** Qué hacer **
• a. Anota sin cambiar nada del texto sobre Popeye todo lo que va desde "És él quien" hasta "hiciera Gene Kelly.".
• b. En el texto sobre Popeye, ¿cuántos años cumple hoy el personaje?

** Texto de estudio **
És él quien es, según nos dice siempre. Peleón, con voz chillona y rota de rones aunque en los tebeos no tenga sonido. Calvorota y flequilludo a la vez, con el ojo tuerto que, curiosamente, nunca nos dimos cuenta de que era a la vez también su nombre. Y los pantalones bombachos, y la blusa marinera que amamos antes que la de Rafael Alberti, y los antebrazos tatuados de músculos imposibles, y el sombrerito blanco que luego tan famoso hiciera Gene Kelly.
Popeye el marino, señores. Un secundario de lujo para una serie que ya tenía sus añitos, Thimble Theater, el teatrillo del dedal donde ya su futura novia eterna Olive Oil espantaba moscones a la espera de quien iba a ser el hombre de su vida. Hoy cumple setenta y cinco años (cuesta trabajo creer que Tintín es una semana más viejo que Popeye, ¿verdad?), y se ha convertido en otro icono, quizá en una figura internacional de puro yanqui, el superhéroe de a pie que gana fuerza inhumana gracias a una dependencia un tanto excesiva, puaff, hacia las espinacas.
Naturalmente, como todo buen mito, Popeye no sólo tiene los pies de barro, sino que además los tiene apoyados en tierra. Y como todo buen mito también (y ahí está Tarzán, cuya versión en cómic también cumple estos días otros setenta y cinco tacos) tiene varias versiones que se anulan y se ayudan, se complementan y se implementan, se multiplican y reducen y amplían lo que es el personaje. Porque Popeye es más Popeye, sí, en los comics de su creador, ese grandísimo genio llamado E.C. Segar, que tanto y tan bueno dio al medio con su rabiosa capacidad de fabular, experimentar y satirizar. Pero también hay un Popeye en dibujos animados (y la versión primera de los hermanos Fleischer queda para la historia) que se parece muy poco al Charlie Chaplin subversivo y revolucionario que es el Popeye de las tiras diarias. Y otro Popeye que explotó mil merchandisings antes de que nos dieramos cuenta de que el merchandising es más antiguo que los rizos de Helena de Troya. Y un Popeye dulcificado, masificado, infantilizado, el Popeye enfrentado a un estúpido gigantón llamado Brutus que apenas existió dos semanas en los tebeos originales, el Popeye que tiene que recurrir a la espinaca y da lecciones morales a los críos, el Popeye que no puede con Cocoliso (o que, horror, tiene otros tres sobrinillos clavados a él) ni tiene un papá terrible y aún más salvaje y veleidoso que él, el Popeye que anuncia vitaminas o ya no fuma en pipa musical: el Popeye, en suma, que fue abducido por Mickey Mouse y sustituido por una vaina extraterrestre fabricada en los sótanos de Disneylandia.

** Datos extraídos **
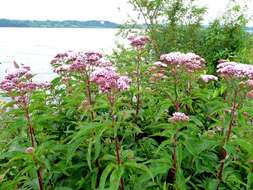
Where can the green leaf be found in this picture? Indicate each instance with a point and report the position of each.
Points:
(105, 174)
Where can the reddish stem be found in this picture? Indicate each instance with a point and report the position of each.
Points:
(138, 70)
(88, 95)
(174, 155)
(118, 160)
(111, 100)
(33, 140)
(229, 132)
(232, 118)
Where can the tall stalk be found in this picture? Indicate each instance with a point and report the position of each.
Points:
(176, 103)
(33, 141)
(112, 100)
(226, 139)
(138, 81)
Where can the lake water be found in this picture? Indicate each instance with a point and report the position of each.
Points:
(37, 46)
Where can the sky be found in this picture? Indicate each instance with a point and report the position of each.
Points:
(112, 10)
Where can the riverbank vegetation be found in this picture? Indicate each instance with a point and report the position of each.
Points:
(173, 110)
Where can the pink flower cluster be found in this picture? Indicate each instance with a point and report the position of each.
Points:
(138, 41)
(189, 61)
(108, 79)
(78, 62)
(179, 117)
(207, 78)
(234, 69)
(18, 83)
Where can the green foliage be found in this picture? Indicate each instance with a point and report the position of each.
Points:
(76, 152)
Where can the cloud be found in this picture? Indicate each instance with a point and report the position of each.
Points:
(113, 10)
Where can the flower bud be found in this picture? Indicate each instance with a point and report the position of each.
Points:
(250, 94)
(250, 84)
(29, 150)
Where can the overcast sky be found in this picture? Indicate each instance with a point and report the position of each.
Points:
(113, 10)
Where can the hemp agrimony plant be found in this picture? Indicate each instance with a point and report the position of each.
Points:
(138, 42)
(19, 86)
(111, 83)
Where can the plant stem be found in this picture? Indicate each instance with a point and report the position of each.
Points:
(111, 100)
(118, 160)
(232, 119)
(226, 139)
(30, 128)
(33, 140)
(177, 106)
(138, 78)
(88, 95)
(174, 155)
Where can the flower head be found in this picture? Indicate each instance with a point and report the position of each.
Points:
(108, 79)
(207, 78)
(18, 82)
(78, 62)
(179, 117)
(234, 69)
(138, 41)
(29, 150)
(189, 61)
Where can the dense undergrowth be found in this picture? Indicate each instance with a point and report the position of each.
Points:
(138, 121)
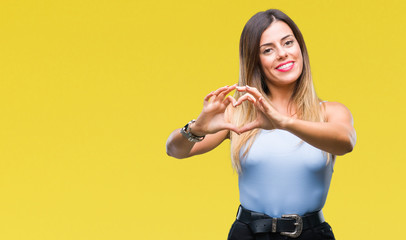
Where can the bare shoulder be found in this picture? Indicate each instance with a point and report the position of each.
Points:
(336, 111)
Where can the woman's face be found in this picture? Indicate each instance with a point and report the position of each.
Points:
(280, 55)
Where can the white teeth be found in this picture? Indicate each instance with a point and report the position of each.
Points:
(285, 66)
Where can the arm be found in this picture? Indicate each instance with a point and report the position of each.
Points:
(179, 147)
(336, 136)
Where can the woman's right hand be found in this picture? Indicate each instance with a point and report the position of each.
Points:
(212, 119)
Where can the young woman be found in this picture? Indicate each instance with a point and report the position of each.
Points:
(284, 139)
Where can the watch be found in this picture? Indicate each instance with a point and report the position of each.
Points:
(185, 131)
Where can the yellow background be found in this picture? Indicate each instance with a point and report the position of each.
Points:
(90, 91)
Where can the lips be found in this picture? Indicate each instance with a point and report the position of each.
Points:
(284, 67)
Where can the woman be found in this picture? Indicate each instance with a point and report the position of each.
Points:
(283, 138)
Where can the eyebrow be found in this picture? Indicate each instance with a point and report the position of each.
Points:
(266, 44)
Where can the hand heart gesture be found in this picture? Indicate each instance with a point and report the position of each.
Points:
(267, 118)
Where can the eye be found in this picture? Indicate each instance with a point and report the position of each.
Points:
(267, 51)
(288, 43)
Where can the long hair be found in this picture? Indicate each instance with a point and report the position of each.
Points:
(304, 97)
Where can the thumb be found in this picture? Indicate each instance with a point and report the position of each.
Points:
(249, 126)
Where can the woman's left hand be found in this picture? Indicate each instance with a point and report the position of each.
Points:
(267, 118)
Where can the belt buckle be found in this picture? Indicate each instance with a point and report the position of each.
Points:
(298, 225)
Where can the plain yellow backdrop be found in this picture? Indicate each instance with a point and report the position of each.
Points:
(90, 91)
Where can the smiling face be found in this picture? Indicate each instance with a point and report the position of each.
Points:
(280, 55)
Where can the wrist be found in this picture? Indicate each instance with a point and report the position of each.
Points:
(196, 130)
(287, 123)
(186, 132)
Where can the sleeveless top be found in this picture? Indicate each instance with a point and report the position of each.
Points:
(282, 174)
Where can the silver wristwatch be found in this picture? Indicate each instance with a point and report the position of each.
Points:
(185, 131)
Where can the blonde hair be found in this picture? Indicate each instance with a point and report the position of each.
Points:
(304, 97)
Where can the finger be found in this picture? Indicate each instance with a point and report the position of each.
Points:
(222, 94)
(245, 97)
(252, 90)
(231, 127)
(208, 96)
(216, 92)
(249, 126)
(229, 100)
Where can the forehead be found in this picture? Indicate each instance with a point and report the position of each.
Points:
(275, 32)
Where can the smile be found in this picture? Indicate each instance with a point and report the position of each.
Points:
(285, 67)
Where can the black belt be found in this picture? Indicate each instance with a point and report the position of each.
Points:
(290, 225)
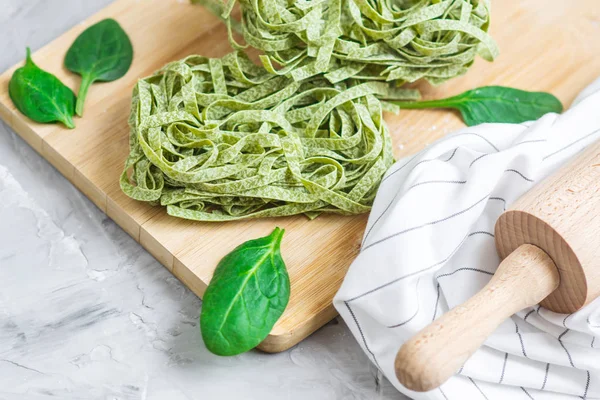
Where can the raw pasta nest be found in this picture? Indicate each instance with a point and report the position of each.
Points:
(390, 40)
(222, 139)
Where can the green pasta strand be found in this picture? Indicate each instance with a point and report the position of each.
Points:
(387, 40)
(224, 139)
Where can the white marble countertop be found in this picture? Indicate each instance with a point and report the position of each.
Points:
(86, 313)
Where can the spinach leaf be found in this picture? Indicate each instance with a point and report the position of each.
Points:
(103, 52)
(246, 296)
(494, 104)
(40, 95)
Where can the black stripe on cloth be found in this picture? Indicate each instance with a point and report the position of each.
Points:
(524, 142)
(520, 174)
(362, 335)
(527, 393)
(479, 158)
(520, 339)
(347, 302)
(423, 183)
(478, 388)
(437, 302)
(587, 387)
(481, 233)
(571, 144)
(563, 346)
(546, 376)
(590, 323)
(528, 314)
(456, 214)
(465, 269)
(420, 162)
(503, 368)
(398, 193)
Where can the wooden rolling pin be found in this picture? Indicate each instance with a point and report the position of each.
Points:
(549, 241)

** Respuestas **
• a.
És él quien es, según nos dice siempre. Peleón, con voz chillona y rota de rones aunque en los tebeos no tenga sonido. Calvorota y flequilludo a la vez, con el ojo tuerto que, curiosamente, nunca nos dimos cuenta de que era a la vez también su nombre. Y los pantalones bombachos, y la blusa marinera que amamos antes que la de Rafael Alberti, y los antebrazos tatuados de músculos imposibles, y el sombrerito blanco que luego tan famoso hiciera Gene Kelly.

• b. Setenta y cinco años.